### BRIEF:
Print the data exactly as it appears, keeping every word.

-------- DATA SUPPLIED --------

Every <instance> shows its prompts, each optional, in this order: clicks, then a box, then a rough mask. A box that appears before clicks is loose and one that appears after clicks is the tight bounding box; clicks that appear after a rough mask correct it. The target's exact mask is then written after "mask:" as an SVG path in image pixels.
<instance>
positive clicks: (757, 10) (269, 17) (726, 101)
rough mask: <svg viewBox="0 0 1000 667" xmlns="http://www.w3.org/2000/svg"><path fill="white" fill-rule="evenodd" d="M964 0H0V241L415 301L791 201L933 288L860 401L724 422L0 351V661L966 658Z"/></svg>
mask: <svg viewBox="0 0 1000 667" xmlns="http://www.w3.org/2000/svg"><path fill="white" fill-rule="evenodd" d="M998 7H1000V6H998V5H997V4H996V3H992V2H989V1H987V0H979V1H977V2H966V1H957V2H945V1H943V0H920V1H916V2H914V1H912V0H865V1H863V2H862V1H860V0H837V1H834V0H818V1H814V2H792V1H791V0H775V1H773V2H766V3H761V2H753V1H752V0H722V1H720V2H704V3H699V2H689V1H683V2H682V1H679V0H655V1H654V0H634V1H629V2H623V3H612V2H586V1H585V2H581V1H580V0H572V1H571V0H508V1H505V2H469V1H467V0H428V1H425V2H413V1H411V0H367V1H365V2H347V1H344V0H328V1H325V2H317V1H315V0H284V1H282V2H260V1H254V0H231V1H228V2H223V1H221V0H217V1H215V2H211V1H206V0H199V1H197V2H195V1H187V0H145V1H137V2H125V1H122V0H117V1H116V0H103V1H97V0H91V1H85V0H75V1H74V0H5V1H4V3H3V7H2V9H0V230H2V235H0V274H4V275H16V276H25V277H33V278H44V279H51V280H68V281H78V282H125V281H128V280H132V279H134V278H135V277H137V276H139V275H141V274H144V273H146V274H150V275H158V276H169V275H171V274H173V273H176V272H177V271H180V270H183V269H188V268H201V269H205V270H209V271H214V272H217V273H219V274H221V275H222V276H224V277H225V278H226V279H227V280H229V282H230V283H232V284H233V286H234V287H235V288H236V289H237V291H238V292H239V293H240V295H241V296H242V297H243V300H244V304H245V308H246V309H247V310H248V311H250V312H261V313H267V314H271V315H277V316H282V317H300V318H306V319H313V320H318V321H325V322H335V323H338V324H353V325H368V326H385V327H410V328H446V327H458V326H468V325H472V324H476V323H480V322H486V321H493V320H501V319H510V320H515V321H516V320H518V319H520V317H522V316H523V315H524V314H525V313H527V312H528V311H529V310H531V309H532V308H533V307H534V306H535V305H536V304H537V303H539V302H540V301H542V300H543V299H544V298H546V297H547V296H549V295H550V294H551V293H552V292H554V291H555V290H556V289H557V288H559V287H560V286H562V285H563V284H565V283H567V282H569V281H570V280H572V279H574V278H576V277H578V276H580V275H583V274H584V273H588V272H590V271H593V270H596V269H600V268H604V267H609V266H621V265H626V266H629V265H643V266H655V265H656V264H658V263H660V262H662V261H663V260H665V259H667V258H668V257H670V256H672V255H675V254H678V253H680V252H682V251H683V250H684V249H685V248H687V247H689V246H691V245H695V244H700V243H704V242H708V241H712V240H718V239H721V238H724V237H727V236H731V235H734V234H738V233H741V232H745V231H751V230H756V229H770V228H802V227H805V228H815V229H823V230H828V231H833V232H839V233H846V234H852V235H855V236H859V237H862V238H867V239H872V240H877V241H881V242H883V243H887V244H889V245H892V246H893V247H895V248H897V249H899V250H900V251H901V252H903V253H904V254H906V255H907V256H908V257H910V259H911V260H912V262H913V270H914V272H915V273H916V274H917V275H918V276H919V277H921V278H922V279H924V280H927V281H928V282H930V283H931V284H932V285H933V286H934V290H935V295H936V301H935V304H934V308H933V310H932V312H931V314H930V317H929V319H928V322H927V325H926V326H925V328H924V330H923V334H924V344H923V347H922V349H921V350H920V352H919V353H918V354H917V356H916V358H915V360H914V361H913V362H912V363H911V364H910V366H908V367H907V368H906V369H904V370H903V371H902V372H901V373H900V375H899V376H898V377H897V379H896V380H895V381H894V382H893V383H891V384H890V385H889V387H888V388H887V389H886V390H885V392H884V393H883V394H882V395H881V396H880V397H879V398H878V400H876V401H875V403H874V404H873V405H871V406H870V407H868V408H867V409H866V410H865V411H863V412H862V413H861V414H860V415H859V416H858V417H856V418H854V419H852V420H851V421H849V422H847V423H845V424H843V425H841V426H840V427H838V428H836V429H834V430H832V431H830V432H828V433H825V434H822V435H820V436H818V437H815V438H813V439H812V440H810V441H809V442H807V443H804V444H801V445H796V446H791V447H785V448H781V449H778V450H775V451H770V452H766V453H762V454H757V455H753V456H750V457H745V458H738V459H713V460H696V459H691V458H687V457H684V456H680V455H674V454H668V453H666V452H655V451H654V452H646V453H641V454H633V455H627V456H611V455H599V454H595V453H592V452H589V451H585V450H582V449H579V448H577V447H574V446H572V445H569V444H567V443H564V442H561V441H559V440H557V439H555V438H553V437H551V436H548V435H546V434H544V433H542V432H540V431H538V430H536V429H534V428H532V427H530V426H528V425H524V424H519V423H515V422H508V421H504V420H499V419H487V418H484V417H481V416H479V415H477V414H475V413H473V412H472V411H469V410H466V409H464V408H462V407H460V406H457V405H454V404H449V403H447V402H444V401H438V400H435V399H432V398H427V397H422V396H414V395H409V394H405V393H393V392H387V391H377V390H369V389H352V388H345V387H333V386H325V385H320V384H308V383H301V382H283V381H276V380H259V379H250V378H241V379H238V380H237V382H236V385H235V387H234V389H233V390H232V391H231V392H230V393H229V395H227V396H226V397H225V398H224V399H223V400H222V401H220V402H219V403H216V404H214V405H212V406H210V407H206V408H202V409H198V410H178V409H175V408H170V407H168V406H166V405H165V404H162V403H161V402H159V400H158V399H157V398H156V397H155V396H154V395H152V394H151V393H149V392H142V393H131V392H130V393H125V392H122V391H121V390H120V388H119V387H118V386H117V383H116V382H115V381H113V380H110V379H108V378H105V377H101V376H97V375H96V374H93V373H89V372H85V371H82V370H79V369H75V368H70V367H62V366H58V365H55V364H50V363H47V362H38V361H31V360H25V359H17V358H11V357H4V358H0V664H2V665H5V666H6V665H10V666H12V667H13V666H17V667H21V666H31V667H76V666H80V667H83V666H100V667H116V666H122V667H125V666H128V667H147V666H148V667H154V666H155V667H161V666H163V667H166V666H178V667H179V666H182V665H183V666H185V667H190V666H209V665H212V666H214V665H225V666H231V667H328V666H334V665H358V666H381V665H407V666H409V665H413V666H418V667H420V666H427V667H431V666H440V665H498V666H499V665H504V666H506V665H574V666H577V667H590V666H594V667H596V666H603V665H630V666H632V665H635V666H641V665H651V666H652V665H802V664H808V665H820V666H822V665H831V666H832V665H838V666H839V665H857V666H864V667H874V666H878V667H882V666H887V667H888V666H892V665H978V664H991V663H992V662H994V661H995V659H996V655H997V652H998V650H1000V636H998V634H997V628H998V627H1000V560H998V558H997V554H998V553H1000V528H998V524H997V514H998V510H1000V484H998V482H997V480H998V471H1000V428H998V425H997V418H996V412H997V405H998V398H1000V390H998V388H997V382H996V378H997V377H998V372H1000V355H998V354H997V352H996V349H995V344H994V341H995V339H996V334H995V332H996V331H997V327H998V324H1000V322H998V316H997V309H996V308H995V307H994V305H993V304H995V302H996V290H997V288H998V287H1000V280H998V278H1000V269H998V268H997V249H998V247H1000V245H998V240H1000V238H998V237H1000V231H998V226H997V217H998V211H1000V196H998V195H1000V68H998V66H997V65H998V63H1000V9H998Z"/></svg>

--------

### RESULT BELOW:
Every <instance> shows its prompts, each optional, in this order: clicks, then a box, then a rough mask. A box that appears before clicks is loose and one that appears after clicks is the tight bounding box; clicks that appear after a rough mask correct it. The target's exact mask is then written after "mask:" as an SVG path in image pixels.
<instance>
positive clicks: (757, 10) (269, 17) (726, 101)
rough mask: <svg viewBox="0 0 1000 667" xmlns="http://www.w3.org/2000/svg"><path fill="white" fill-rule="evenodd" d="M964 0H0V241L415 301L791 201L933 288L860 401L724 422L0 351V661L966 658Z"/></svg>
mask: <svg viewBox="0 0 1000 667" xmlns="http://www.w3.org/2000/svg"><path fill="white" fill-rule="evenodd" d="M998 7H1000V6H998V5H997V4H996V3H992V2H989V1H987V0H979V1H977V2H966V1H957V2H945V1H943V0H920V1H916V2H914V1H912V0H865V1H863V2H862V1H860V0H837V1H834V0H818V1H814V2H792V1H791V0H775V1H773V2H766V3H761V2H753V1H752V0H722V1H720V2H704V3H699V2H689V1H683V2H682V1H679V0H655V1H654V0H634V1H629V2H623V3H612V2H586V1H585V2H581V1H580V0H572V1H571V0H508V1H505V2H469V1H467V0H428V1H425V2H413V1H411V0H367V1H365V2H347V1H344V0H328V1H325V2H317V1H315V0H284V1H282V2H260V1H254V0H231V1H228V2H223V1H221V0H217V1H215V2H211V1H206V0H199V1H197V2H195V1H187V0H145V1H137V2H125V1H122V0H117V1H116V0H103V1H97V0H91V1H85V0H75V1H74V0H5V1H4V3H3V7H2V9H0V230H2V235H0V274H4V275H16V276H25V277H33V278H44V279H51V280H68V281H78V282H125V281H128V280H132V279H134V278H135V277H137V276H139V275H141V274H144V273H146V274H150V275H158V276H169V275H171V274H173V273H176V272H177V271H180V270H183V269H188V268H201V269H205V270H209V271H214V272H217V273H219V274H221V275H222V276H224V277H225V278H226V279H227V280H229V282H230V283H232V284H233V286H234V287H235V288H236V289H237V291H238V292H239V293H240V295H241V296H242V297H243V300H244V304H245V308H246V309H247V310H248V311H250V312H261V313H267V314H271V315H277V316H282V317H300V318H306V319H313V320H318V321H325V322H335V323H338V324H353V325H368V326H385V327H410V328H446V327H458V326H468V325H472V324H476V323H480V322H486V321H493V320H501V319H510V320H515V321H516V320H518V319H520V317H522V316H523V315H524V314H525V313H527V312H528V311H529V310H531V309H532V308H533V307H534V306H535V305H536V304H537V303H539V302H540V301H542V300H543V299H544V298H546V297H547V296H549V295H550V294H551V293H552V292H554V291H555V290H556V289H557V288H559V287H560V286H562V285H563V284H565V283H567V282H569V281H570V280H572V279H574V278H576V277H578V276H580V275H583V274H584V273H588V272H590V271H593V270H596V269H600V268H604V267H609V266H621V265H626V266H629V265H643V266H655V265H656V264H658V263H660V262H662V261H663V260H665V259H667V258H668V257H670V256H672V255H675V254H678V253H680V252H682V251H683V250H684V249H685V248H687V247H689V246H691V245H695V244H700V243H704V242H708V241H712V240H718V239H721V238H724V237H727V236H731V235H734V234H738V233H741V232H745V231H751V230H756V229H770V228H802V227H805V228H815V229H823V230H828V231H833V232H839V233H846V234H852V235H855V236H859V237H862V238H867V239H872V240H877V241H881V242H883V243H887V244H889V245H892V246H893V247H895V248H897V249H899V250H900V251H901V252H903V253H904V254H906V255H907V256H908V257H910V259H911V260H912V262H913V270H914V272H915V273H916V274H917V275H918V276H919V277H921V278H922V279H924V280H927V281H928V282H930V283H931V284H932V285H933V286H934V290H935V295H936V301H935V304H934V308H933V310H932V312H931V314H930V317H929V319H928V322H927V325H926V326H925V328H924V330H923V334H924V344H923V347H922V349H921V350H920V352H919V353H918V354H917V356H916V358H915V360H914V361H913V362H912V363H911V364H910V366H908V367H907V368H906V369H904V370H903V371H902V372H901V373H900V375H899V376H898V377H897V379H896V380H895V381H894V382H893V383H891V384H890V385H889V387H888V388H887V389H886V390H885V392H884V393H883V394H882V395H881V396H880V397H879V398H878V400H876V401H875V403H874V404H873V405H871V406H870V407H868V408H867V409H866V410H865V411H863V412H862V413H861V414H860V415H859V416H858V417H856V418H854V419H852V420H851V421H849V422H847V423H845V424H843V425H841V426H840V427H838V428H836V429H834V430H832V431H830V432H828V433H825V434H822V435H820V436H818V437H815V438H813V439H812V440H810V441H809V442H807V443H804V444H801V445H796V446H791V447H785V448H781V449H778V450H775V451H770V452H766V453H762V454H757V455H753V456H750V457H745V458H738V459H713V460H696V459H691V458H687V457H684V456H680V455H674V454H668V453H666V452H655V451H654V452H646V453H641V454H633V455H627V456H611V455H599V454H595V453H592V452H589V451H585V450H582V449H579V448H577V447H574V446H572V445H569V444H567V443H564V442H561V441H559V440H557V439H555V438H553V437H551V436H548V435H546V434H544V433H542V432H540V431H538V430H536V429H534V428H532V427H530V426H528V425H524V424H519V423H515V422H508V421H504V420H499V419H487V418H484V417H481V416H479V415H477V414H475V413H473V412H472V411H469V410H466V409H464V408H462V407H460V406H457V405H454V404H449V403H447V402H444V401H438V400H435V399H432V398H427V397H422V396H414V395H409V394H405V393H393V392H387V391H377V390H369V389H352V388H345V387H333V386H325V385H320V384H308V383H301V382H283V381H276V380H259V379H250V378H241V379H238V380H237V382H236V385H235V387H234V389H233V390H232V391H231V392H230V393H229V395H227V396H226V397H225V398H224V399H223V400H222V401H220V402H219V403H216V404H214V405H212V406H210V407H206V408H202V409H198V410H178V409H175V408H170V407H168V406H166V405H165V404H162V403H161V402H159V400H158V399H157V398H156V397H155V396H154V395H152V394H151V393H149V392H142V393H131V392H130V393H125V392H122V391H121V390H120V388H119V387H118V386H117V383H116V382H115V381H113V380H110V379H108V378H105V377H101V376H97V375H96V374H93V373H89V372H85V371H82V370H79V369H75V368H70V367H62V366H58V365H55V364H50V363H47V362H38V361H31V360H25V359H17V358H11V357H4V358H0V664H2V665H5V666H6V665H10V666H12V667H13V666H17V667H21V666H31V667H76V666H80V667H83V666H100V667H116V666H122V667H125V666H128V667H147V666H148V667H154V666H155V667H161V666H163V667H166V666H178V667H179V666H182V665H183V666H185V667H190V666H209V665H212V666H214V665H225V666H231V667H328V666H334V665H358V666H381V665H407V666H409V665H413V666H418V667H420V666H427V667H431V666H440V665H498V666H499V665H504V666H506V665H574V666H577V667H590V666H594V667H596V666H603V665H630V666H632V665H635V666H641V665H651V666H652V665H802V664H808V665H820V666H822V665H831V666H832V665H838V666H839V665H857V666H864V667H874V666H878V667H882V666H887V667H888V666H892V665H978V664H991V663H992V662H994V661H995V659H996V655H997V652H998V650H1000V636H998V634H997V628H998V627H1000V560H998V558H997V554H998V553H1000V528H998V524H997V514H998V510H1000V484H998V482H997V480H998V471H1000V428H998V425H997V418H996V412H997V405H998V398H1000V390H998V388H997V382H996V378H997V377H998V372H1000V355H998V354H997V352H996V349H995V344H994V341H995V339H996V334H995V332H996V331H997V327H998V324H1000V322H998V316H997V309H996V308H995V307H994V305H993V304H995V302H996V290H997V288H998V287H1000V280H998V278H1000V269H998V268H997V249H998V247H1000V245H998V240H1000V238H998V237H1000V231H998V226H997V217H998V211H1000V196H998V195H1000V68H998V66H997V65H998V63H1000V9H998Z"/></svg>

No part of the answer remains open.